● WHAT IS REQUIRED: Return every line of the records below that contains the word "dark". Case counts, so a line matches only if the letters agree in case.

--- START ROWS ---

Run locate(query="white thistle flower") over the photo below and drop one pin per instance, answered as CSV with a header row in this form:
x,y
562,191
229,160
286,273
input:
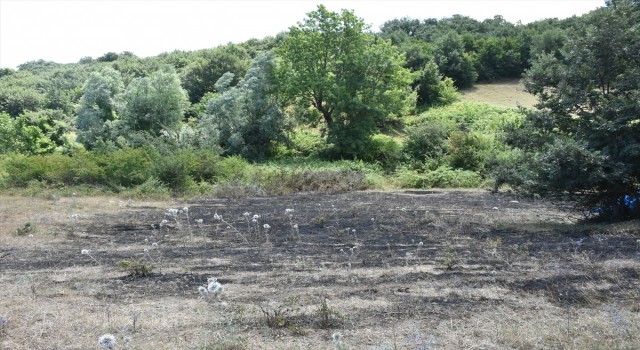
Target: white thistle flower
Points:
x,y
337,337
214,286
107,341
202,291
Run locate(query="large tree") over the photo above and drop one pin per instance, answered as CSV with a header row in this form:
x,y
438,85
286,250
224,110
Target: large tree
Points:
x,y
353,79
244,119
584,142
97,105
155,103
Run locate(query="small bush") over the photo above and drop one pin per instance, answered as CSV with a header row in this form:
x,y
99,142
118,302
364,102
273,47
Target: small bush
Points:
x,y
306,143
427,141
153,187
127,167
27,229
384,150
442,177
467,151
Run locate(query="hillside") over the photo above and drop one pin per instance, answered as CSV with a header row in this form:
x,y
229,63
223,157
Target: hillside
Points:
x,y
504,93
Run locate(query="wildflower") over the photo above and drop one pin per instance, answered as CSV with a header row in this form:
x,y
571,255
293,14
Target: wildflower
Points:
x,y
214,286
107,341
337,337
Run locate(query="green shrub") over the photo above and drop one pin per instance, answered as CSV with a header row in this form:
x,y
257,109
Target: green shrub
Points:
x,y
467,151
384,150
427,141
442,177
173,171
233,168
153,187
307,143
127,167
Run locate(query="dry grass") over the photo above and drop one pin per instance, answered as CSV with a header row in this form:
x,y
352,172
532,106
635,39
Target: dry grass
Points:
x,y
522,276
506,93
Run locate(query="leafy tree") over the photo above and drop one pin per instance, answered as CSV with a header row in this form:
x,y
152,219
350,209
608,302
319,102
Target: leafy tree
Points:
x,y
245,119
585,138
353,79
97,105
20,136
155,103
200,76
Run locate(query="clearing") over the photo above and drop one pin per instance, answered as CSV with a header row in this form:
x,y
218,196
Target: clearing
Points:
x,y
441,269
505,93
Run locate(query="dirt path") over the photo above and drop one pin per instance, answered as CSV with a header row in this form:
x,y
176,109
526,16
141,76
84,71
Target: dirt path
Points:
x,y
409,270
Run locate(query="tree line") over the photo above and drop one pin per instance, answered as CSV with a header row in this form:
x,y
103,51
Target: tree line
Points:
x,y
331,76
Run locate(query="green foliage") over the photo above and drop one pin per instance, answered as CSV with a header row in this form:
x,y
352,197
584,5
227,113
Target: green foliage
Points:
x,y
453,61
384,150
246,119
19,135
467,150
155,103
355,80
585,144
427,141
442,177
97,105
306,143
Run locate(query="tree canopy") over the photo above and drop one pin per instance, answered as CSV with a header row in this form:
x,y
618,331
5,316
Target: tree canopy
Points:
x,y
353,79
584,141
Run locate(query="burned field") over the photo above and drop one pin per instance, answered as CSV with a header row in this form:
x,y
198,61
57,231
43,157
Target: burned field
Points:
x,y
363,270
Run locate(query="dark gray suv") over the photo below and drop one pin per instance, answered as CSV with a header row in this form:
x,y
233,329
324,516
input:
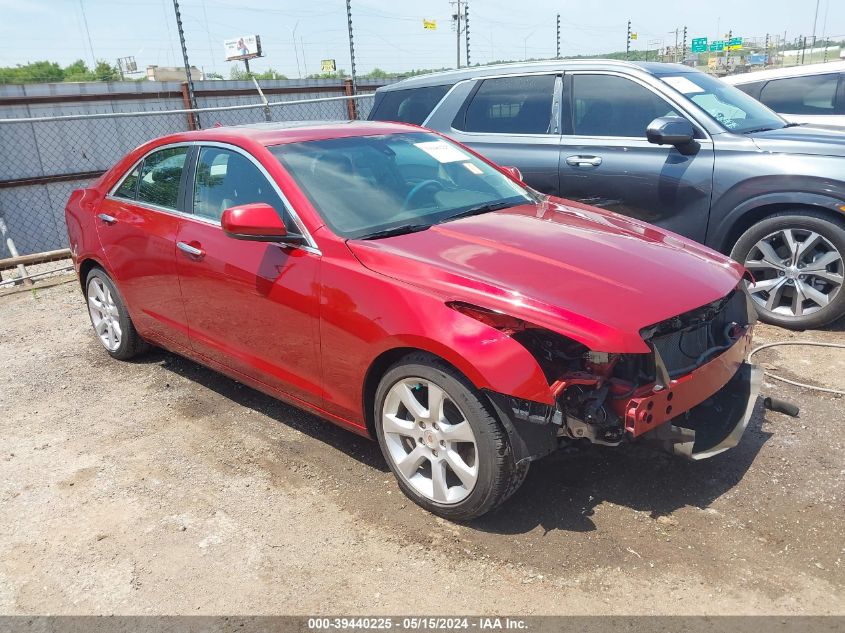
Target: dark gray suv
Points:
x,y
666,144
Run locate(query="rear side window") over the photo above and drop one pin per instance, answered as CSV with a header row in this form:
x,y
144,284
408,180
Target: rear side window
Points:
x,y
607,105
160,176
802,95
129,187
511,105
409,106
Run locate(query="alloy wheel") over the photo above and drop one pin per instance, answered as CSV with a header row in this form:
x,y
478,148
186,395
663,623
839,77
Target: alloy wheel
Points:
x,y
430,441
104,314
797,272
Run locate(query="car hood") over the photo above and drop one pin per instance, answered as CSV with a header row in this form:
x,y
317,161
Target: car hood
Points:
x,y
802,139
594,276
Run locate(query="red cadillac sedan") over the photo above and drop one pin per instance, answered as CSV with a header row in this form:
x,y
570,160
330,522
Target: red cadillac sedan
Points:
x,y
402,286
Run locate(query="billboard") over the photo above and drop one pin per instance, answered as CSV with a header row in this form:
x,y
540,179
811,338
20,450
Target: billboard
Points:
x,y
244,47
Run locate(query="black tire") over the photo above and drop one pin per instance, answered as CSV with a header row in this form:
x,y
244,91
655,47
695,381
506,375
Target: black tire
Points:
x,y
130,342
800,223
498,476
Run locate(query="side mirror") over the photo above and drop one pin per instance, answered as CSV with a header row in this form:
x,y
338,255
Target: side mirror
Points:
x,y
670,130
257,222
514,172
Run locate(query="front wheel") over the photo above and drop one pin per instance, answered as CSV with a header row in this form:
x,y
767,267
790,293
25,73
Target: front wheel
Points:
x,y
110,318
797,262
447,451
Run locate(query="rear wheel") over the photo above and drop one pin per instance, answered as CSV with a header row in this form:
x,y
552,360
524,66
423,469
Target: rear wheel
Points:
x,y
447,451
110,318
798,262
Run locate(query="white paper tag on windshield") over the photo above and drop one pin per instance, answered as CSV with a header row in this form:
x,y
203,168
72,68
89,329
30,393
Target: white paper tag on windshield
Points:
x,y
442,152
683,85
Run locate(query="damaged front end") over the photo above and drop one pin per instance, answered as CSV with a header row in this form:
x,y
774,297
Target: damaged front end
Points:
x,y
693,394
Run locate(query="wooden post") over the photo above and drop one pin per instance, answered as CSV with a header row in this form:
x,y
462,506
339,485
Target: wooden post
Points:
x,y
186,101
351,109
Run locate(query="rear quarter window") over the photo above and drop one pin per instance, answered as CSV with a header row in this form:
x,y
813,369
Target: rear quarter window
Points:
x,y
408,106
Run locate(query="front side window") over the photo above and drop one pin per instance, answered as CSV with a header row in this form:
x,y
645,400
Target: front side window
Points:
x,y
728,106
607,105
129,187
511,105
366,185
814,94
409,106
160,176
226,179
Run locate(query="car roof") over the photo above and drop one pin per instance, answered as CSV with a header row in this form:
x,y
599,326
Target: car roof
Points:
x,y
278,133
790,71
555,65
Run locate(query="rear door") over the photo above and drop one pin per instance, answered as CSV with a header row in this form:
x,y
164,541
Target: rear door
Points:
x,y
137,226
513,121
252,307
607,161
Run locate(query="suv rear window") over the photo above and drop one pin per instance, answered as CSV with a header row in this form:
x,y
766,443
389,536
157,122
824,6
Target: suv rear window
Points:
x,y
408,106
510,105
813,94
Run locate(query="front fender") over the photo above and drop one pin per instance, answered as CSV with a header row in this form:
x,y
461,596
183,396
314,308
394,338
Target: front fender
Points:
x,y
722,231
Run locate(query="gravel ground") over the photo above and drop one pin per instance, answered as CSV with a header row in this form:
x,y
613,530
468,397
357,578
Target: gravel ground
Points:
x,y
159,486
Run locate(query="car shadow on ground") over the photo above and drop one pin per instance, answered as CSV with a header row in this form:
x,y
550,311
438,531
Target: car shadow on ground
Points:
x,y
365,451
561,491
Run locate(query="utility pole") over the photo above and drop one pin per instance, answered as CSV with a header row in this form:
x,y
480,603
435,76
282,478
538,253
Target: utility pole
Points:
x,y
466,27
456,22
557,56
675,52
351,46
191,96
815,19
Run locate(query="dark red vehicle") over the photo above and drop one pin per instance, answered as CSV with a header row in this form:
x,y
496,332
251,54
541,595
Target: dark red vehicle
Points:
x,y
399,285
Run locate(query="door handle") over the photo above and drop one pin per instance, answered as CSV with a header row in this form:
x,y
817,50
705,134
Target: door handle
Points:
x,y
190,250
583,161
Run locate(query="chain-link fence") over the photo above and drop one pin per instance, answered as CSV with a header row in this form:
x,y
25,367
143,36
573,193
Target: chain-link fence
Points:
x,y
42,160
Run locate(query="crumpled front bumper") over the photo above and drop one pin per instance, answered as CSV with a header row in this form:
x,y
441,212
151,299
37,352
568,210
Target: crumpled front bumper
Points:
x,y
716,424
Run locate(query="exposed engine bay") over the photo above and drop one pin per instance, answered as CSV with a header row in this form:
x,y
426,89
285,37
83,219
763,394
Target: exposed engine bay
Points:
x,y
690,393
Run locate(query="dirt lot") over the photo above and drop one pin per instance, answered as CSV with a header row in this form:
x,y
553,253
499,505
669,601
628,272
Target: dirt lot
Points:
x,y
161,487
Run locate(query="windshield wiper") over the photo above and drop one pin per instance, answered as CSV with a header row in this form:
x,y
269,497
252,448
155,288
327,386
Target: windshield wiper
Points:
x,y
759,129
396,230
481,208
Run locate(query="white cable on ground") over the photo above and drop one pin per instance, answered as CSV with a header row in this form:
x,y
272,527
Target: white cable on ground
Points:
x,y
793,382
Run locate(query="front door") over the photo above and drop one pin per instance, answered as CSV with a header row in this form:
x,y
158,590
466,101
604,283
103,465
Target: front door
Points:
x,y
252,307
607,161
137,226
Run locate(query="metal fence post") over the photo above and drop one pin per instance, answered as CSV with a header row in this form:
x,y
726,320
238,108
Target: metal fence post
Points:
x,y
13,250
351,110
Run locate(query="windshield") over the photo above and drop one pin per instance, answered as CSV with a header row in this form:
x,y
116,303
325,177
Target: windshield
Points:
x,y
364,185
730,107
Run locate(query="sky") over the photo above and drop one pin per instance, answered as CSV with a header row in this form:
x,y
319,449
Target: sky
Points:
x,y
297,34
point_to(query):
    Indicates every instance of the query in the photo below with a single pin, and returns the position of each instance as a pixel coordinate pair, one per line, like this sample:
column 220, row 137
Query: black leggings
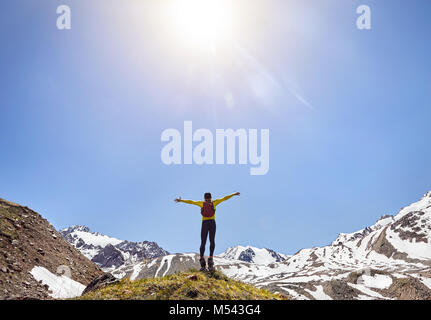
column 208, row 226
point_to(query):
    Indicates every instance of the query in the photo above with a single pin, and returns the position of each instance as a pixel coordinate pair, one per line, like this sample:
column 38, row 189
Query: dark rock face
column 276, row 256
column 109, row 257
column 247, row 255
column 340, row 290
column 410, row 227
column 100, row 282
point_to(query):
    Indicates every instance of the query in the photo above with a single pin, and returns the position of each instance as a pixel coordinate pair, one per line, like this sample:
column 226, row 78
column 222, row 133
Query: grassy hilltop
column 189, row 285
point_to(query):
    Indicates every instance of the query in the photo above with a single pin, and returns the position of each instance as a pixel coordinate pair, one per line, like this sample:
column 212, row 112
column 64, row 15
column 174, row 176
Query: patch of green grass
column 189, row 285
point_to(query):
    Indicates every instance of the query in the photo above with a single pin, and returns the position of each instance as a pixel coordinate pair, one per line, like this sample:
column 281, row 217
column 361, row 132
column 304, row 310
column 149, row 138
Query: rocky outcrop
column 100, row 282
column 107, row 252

--- END ROWS ---

● OUTPUT:
Run locate(query="dark gray suv") over the photo below and drop one pin per instance, answered as CSV with a header row in this form:
Target: dark gray suv
Run locate(query="dark red vehicle") over the photo above and drop one pin per instance, answered as CSV with a header row in this form:
Target: dark red vehicle
Query: dark rock face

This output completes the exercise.